Goal: Extract all records. Keep each one exact.

Records for processing:
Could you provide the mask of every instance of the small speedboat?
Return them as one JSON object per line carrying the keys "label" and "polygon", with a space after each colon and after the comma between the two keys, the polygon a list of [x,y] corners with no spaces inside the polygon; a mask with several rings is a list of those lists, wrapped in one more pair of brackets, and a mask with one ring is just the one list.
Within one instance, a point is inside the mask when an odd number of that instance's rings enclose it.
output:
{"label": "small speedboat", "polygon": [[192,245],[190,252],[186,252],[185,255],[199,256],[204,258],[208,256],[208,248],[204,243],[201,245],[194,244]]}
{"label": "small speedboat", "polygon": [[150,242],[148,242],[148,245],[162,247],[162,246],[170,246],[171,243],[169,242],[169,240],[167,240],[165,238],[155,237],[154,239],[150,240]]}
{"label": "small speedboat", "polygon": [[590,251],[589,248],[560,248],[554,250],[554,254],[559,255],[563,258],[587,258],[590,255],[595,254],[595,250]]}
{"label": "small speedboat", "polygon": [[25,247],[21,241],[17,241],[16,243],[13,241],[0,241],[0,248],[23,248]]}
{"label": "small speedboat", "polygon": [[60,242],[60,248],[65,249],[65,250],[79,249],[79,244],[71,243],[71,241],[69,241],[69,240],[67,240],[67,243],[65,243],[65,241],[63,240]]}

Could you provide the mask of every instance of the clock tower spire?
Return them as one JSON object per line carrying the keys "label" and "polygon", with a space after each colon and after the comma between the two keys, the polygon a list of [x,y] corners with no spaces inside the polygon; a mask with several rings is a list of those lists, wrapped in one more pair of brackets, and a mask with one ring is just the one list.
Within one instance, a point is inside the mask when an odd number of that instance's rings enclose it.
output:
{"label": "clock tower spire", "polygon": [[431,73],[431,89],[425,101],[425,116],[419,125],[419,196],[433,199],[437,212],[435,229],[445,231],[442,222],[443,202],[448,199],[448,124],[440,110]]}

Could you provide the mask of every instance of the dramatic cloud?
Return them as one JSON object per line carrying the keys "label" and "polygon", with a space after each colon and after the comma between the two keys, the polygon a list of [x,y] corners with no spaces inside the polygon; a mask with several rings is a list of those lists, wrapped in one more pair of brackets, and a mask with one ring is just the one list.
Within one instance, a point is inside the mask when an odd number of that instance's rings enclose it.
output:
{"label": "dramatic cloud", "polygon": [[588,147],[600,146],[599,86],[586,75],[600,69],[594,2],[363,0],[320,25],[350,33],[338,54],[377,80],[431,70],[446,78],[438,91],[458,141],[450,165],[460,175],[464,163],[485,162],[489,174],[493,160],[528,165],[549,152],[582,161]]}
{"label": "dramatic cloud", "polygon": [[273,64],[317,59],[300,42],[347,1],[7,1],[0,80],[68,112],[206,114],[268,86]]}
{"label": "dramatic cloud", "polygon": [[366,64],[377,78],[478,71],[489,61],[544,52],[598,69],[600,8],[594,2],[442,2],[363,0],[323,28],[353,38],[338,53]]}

Answer to the problem:
Could you provide the mask of every instance of the small speedboat?
Return them as one JSON object per line carrying the keys "label" and "polygon", with a space after each colon and after the comma between the two keys, the polygon a list of [x,y] corners with no spaces inside the polygon; a mask with several rings is a list of those lists, wrapped in one more pair of brackets, and a mask with one ring is just the one list.
Within one instance, a point is inside the mask when an odd number of that instance's rings enclose it.
output:
{"label": "small speedboat", "polygon": [[192,245],[190,252],[186,252],[185,255],[199,256],[204,258],[208,256],[208,248],[204,243],[201,245],[194,244]]}
{"label": "small speedboat", "polygon": [[150,242],[148,242],[148,245],[162,247],[162,246],[170,246],[171,243],[169,242],[169,240],[167,240],[165,238],[155,237],[154,239],[150,240]]}
{"label": "small speedboat", "polygon": [[590,251],[589,248],[560,248],[554,250],[554,254],[559,255],[563,258],[587,258],[590,255],[595,254],[595,250]]}
{"label": "small speedboat", "polygon": [[25,247],[21,241],[17,241],[16,243],[13,241],[0,241],[0,248],[23,248]]}
{"label": "small speedboat", "polygon": [[60,242],[60,248],[65,249],[65,250],[79,249],[79,244],[71,243],[71,241],[69,241],[69,240],[67,240],[67,243],[65,243],[65,241],[63,240]]}

Could you provide the mask of every instance of the clock tower spire?
Return them as one JSON object per line carrying the keys "label" and "polygon", with a space after each colon and after the comma between the two keys, the polygon a list of [x,y] corners with no spaces inside the polygon; a mask with several rings is a list of those lists, wrapped in one more pair of brackets, and a mask with one ring is just the one list.
Within one instance, a point is inside the mask when an odd number of that instance's rings enclose it.
output:
{"label": "clock tower spire", "polygon": [[431,73],[431,89],[425,101],[425,116],[419,125],[419,196],[433,199],[437,212],[435,229],[445,231],[442,222],[443,202],[448,199],[448,124],[440,110]]}

Could you provide the mask of every instance of the dramatic cloud?
Return them as one JSON object per line carrying the keys "label" and "polygon", with a space after each colon and after the comma between the two keys, the polygon a list of [x,y] corners with no spaces inside the polygon; a mask with several rings is a list of those lists, wrapped in one more pair of brackets, and a mask with one ring is just the one list.
Within one instance, a point is inside the mask when an odd number of that instance's rings enclose it.
output:
{"label": "dramatic cloud", "polygon": [[588,147],[600,146],[599,86],[586,75],[600,69],[594,2],[363,0],[320,25],[350,33],[338,54],[377,80],[431,70],[446,78],[438,91],[458,141],[450,165],[460,175],[464,163],[485,162],[489,174],[493,160],[528,165],[549,152],[582,161]]}
{"label": "dramatic cloud", "polygon": [[273,64],[317,59],[300,42],[347,1],[7,1],[0,80],[68,112],[206,114],[268,86]]}
{"label": "dramatic cloud", "polygon": [[366,64],[377,78],[478,71],[489,61],[544,52],[598,69],[600,8],[594,2],[442,2],[363,0],[323,28],[353,38],[338,53]]}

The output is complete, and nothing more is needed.